» **DIRECTIONS FOR THIS TASK**
Emit the entire listing verbatim.

» **SUPPLIED DATA**
* * * * * * *
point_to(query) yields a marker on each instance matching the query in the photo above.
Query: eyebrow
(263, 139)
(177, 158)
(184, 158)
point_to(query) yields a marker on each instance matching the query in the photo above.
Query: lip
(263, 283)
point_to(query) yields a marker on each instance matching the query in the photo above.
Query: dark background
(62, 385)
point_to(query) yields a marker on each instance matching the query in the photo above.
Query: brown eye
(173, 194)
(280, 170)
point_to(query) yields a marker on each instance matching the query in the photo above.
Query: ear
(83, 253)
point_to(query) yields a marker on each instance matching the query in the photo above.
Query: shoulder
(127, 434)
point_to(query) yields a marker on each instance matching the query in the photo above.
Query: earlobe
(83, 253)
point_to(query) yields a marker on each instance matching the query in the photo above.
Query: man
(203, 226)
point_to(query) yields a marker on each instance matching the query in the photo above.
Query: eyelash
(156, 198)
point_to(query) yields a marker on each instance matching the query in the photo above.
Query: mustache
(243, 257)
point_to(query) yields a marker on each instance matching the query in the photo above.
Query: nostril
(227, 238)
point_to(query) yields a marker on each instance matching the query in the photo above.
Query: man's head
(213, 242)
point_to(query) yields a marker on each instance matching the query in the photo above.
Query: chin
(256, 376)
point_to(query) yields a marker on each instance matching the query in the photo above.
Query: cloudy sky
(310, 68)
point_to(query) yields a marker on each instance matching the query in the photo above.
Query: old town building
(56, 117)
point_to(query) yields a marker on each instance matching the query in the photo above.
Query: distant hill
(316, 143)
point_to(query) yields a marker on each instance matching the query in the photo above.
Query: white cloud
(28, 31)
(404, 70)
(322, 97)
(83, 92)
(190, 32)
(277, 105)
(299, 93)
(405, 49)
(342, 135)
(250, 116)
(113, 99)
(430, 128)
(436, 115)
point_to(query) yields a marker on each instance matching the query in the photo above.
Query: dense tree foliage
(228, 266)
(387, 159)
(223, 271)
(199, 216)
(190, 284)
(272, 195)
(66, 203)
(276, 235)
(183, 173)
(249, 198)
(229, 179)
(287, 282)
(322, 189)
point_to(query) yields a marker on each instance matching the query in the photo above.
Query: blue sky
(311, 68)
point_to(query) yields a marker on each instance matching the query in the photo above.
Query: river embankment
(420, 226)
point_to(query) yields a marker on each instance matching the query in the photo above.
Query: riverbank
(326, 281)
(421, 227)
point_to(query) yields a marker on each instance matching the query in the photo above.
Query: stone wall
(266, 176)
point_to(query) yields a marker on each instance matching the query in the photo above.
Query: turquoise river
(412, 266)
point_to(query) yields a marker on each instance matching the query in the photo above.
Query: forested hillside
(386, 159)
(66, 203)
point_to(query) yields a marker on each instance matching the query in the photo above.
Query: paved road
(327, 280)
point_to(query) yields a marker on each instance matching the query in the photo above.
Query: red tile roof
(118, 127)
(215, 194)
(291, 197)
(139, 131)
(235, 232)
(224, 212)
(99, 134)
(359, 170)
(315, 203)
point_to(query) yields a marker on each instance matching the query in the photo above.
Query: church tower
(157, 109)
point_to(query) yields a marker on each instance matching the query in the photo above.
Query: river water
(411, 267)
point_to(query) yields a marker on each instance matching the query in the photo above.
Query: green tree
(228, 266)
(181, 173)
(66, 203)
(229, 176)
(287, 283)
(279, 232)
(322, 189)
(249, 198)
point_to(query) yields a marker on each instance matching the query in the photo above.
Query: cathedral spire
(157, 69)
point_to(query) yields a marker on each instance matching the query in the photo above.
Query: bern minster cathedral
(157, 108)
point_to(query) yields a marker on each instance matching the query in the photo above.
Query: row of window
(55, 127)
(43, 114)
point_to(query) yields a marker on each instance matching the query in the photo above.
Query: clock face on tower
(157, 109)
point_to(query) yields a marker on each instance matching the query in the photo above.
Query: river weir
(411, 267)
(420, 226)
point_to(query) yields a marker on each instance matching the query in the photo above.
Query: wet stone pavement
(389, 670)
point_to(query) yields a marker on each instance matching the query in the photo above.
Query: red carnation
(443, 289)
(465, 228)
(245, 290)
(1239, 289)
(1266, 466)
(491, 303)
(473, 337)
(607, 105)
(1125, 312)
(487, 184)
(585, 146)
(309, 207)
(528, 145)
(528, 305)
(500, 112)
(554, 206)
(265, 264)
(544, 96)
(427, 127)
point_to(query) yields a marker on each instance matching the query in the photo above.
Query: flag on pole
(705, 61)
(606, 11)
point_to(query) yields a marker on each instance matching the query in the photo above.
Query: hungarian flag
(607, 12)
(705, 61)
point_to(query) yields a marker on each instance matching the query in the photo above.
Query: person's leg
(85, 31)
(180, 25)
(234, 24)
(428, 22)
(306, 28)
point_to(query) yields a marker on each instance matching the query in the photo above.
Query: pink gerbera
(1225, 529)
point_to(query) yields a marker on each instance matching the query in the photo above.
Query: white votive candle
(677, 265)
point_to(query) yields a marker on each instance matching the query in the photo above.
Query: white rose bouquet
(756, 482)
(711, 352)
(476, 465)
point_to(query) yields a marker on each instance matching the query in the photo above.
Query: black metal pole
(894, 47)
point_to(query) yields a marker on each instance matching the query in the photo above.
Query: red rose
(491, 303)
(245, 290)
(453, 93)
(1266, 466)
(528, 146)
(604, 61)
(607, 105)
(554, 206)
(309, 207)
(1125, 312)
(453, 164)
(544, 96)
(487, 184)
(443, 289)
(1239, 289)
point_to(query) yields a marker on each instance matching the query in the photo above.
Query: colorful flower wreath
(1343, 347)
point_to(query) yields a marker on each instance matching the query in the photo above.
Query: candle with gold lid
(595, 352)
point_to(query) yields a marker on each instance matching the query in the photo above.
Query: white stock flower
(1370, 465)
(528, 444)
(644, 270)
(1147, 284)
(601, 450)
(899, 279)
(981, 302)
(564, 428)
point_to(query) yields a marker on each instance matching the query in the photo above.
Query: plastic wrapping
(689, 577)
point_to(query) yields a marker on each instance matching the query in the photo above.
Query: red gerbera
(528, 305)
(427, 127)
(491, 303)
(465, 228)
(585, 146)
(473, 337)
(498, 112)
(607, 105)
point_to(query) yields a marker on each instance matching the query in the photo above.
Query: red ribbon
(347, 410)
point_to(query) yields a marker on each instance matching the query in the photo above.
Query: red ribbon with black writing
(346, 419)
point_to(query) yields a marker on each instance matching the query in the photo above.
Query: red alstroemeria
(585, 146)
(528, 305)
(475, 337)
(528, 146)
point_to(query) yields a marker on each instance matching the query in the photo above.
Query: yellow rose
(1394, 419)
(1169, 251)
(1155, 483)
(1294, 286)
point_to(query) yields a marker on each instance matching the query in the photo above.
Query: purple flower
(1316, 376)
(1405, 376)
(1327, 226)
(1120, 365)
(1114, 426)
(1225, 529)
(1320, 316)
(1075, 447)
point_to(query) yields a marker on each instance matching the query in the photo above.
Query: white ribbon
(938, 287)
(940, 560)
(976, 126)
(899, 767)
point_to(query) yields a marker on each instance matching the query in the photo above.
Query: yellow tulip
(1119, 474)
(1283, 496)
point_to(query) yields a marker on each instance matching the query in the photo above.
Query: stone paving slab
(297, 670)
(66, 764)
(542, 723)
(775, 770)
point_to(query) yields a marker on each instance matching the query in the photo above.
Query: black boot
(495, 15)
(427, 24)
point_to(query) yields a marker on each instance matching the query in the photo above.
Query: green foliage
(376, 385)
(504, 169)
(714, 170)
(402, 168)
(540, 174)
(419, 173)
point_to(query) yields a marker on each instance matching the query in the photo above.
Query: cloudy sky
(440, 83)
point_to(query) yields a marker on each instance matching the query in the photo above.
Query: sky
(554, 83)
* * * * * * *
» **SOLUTION FOR THIS TASK**
point_to(query) yields a marker on each instance matching the query in the photo above.
Query: eyebrow
(263, 139)
(177, 158)
(184, 158)
point_to(query) yields a marker on each instance matching the query in the photo above.
Query: lip
(263, 283)
point_to(query) yields a marker on each instance matching the query in the photo above.
Query: dark background
(62, 385)
point_to(query) yields a marker on each instance matching the query in the photo above.
Query: brown eye
(173, 194)
(280, 170)
point_to(query) yields a marker on each instance matching the query in the photo above.
Query: ear
(83, 253)
point_to(query) yields a marker on each instance matching the query in the photo above.
Query: shoulder
(127, 434)
point_to(query) yields a marker on each instance matching the query in the photo above.
Query: earlobe
(83, 253)
point_to(query) yields a marker on each instance matching the query in the photo above.
Query: man
(203, 226)
point_to(query) yields a marker on each instance matching the query in the photo above.
Query: eyelash
(156, 198)
point_to(query) yields a marker on each instance matching the query in the photo above.
Query: mustache
(243, 257)
point_to(query) yields a marker on each instance matching the query in the photo above.
Query: nostril
(227, 238)
point_to(query) yields a marker on each instance matching the query in the photo above.
Query: man's head
(213, 242)
point_to(query) yields a marker on each instance matching the query in the photo above.
Query: chin
(256, 376)
point_to(query) yields a marker on each instance matching the query in the photo above.
Query: cloudy sky
(310, 68)
point_to(query) yields a marker on each instance matching the query in the photo above.
Query: old town building
(56, 117)
point_to(query) yields a marker on each instance matching the query in the photo above.
Query: distant hill
(316, 143)
point_to(query) yields a marker on each instance matching the query in the photo above.
Query: white cloud
(28, 31)
(404, 70)
(322, 97)
(83, 92)
(190, 32)
(277, 105)
(299, 93)
(405, 49)
(342, 135)
(250, 116)
(113, 99)
(430, 128)
(436, 115)
point_to(query) yields a marker on each instance matching the query in the photo above.
Query: dense tree foliage
(228, 266)
(387, 159)
(223, 271)
(199, 216)
(190, 284)
(272, 195)
(66, 203)
(276, 235)
(183, 173)
(249, 198)
(229, 179)
(287, 282)
(322, 189)
point_to(query) yields a marker on each instance matching the query in the photo above.
Query: blue sky
(311, 68)
point_to(query) yields a marker on each instance matching the query in the photo above.
Query: river embankment
(420, 226)
point_to(query) yields a marker on each instance matching the query in the photo above.
Query: riverbank
(326, 281)
(421, 227)
point_to(query) yields a marker on each instance matching the query in the photo above.
Query: stone wall
(266, 176)
point_to(query) yields a marker on each instance matching the query in the photo above.
Query: turquoise river
(412, 266)
point_to(query) yields a marker on each instance matching the query in the photo above.
Query: forested hillside
(386, 159)
(66, 203)
point_to(query) yields a marker on each instance matching the query in the photo above.
Query: paved road
(327, 280)
point_to(query) yields a marker on each instance matching the query in the photo above.
Query: red tile roof
(118, 127)
(215, 194)
(291, 197)
(139, 131)
(235, 232)
(224, 212)
(99, 134)
(359, 170)
(315, 203)
point_to(query) yields a marker on each instance matching the query in the photo above.
Query: church tower
(157, 109)
point_to(query) yields a marker on each instance matching the query in the photo above.
Query: river water
(411, 267)
point_to(query) yields a marker on each instance matching the query in the photo above.
Query: green tree
(228, 266)
(181, 173)
(66, 203)
(229, 176)
(287, 283)
(279, 232)
(322, 189)
(249, 198)
point_to(query) yields a marker on each instance matching the query in the photo above.
Query: cathedral spire
(157, 69)
point_to(query) yields a marker on each instance matching the query in the photo above.
Query: bern minster cathedral
(157, 108)
point_to(query) yields a marker on each instance matching the query in the photo above.
Query: row of window
(55, 127)
(43, 114)
point_to(query) yields a marker on each instance matching the query in the photo above.
Query: clock face on tower
(157, 109)
point_to(query) yields a marker on each instance matching the query in the photo above.
Query: river weir
(411, 267)
(420, 226)
point_to(query) yields a marker on each instance matching the query in the photo above.
Query: wet stone pavement
(389, 670)
point_to(query) yields a marker on each instance matching the query in the photo above.
Query: red carnation
(443, 289)
(465, 228)
(245, 290)
(1239, 289)
(1266, 466)
(491, 303)
(473, 337)
(607, 105)
(1125, 312)
(487, 184)
(585, 146)
(309, 207)
(528, 145)
(528, 305)
(500, 112)
(554, 206)
(265, 264)
(544, 96)
(427, 127)
point_to(query) yields a marker on each instance matching the query in the photo above.
Query: flag on pole
(705, 61)
(606, 11)
point_to(query) yields a marker on each instance matching the query in the photo above.
Query: hungarian flag
(607, 12)
(705, 61)
point_to(query) yields a marker on each instance matching the query in the photo above.
Query: person's leg
(85, 31)
(180, 25)
(234, 24)
(428, 22)
(306, 28)
point_to(query) yields a marker on each instance matching the query in the photo above.
Query: pink gerbera
(1225, 529)
point_to(query) yields a marker on each instance matching the query in the photo above.
Query: white votive candle
(677, 265)
point_to(query) yields a marker on each instance matching the query in the photo above.
Query: white rose bouquet
(756, 482)
(711, 352)
(476, 465)
point_to(query) yields a marker on each instance matching the query in the photo above.
Query: black metal pole
(894, 47)
point_to(query) yields a marker on each instance matching the query in the photo above.
Query: red rose
(491, 303)
(245, 290)
(453, 93)
(1266, 466)
(528, 146)
(604, 61)
(607, 105)
(554, 206)
(309, 207)
(1125, 312)
(453, 164)
(544, 96)
(487, 184)
(443, 289)
(1239, 289)
point_to(query) yields a marker on each instance matching the query in the photo above.
Query: colorful flower wreath
(1343, 347)
point_to(query) yields a marker on each instance matching the query in the photo above.
Query: candle with gold lid
(595, 352)
point_to(query) yields a marker on each instance matching the query in the photo above.
Query: white stock flower
(1370, 465)
(528, 444)
(644, 270)
(1147, 284)
(601, 450)
(899, 279)
(981, 302)
(564, 428)
point_to(query) yields a marker on each instance matching the query in the photo above.
Query: plastic wrapping
(689, 577)
point_to(query) yields a marker on each instance matching the query in the photo above.
Query: red gerbera
(528, 305)
(427, 127)
(491, 303)
(465, 228)
(585, 146)
(473, 337)
(498, 112)
(607, 105)
point_to(query) yields a marker on each instance matching the query in the photo above.
Query: red ribbon
(347, 410)
point_to(query) yields a marker on each instance matching the query in the photo above.
Query: red ribbon with black writing
(346, 419)
point_to(query) yields a marker on each instance matching the query in the photo above.
Query: red alstroemeria
(585, 146)
(528, 305)
(475, 337)
(528, 146)
point_to(query) yields a marker on each instance matching the query in the photo above.
Query: yellow rose
(1394, 419)
(1169, 251)
(1155, 483)
(1294, 286)
point_to(query) yields a marker on each instance matching the query in the photo above.
Query: purple flower
(1316, 376)
(1405, 376)
(1327, 226)
(1120, 365)
(1114, 426)
(1225, 529)
(1320, 316)
(1075, 447)
point_to(query) yields a marker on each instance matching the query in the photo above.
Query: white ribbon
(938, 287)
(940, 560)
(976, 126)
(899, 767)
point_to(query) yields a marker on each instance matching the query in the photo above.
Query: yellow tulip
(1119, 474)
(1283, 496)
point_to(query) yields a marker on each instance matching the query in the photo above.
Query: stone paving slab
(297, 670)
(66, 764)
(542, 723)
(775, 770)
point_to(query) yields a marker on each instance matching the query in the photo above.
Query: black boot
(495, 15)
(427, 24)
point_to(query) yields a marker on each instance matching the query in the photo above.
Query: green foliage
(376, 385)
(504, 169)
(714, 170)
(402, 168)
(540, 174)
(419, 173)
point_to(query) yields a marker on each instance matching the query in the photo above.
Query: cloudy sky
(440, 83)
point_to(query) yields a marker on each instance matching the query in the photo above.
Query: sky
(554, 83)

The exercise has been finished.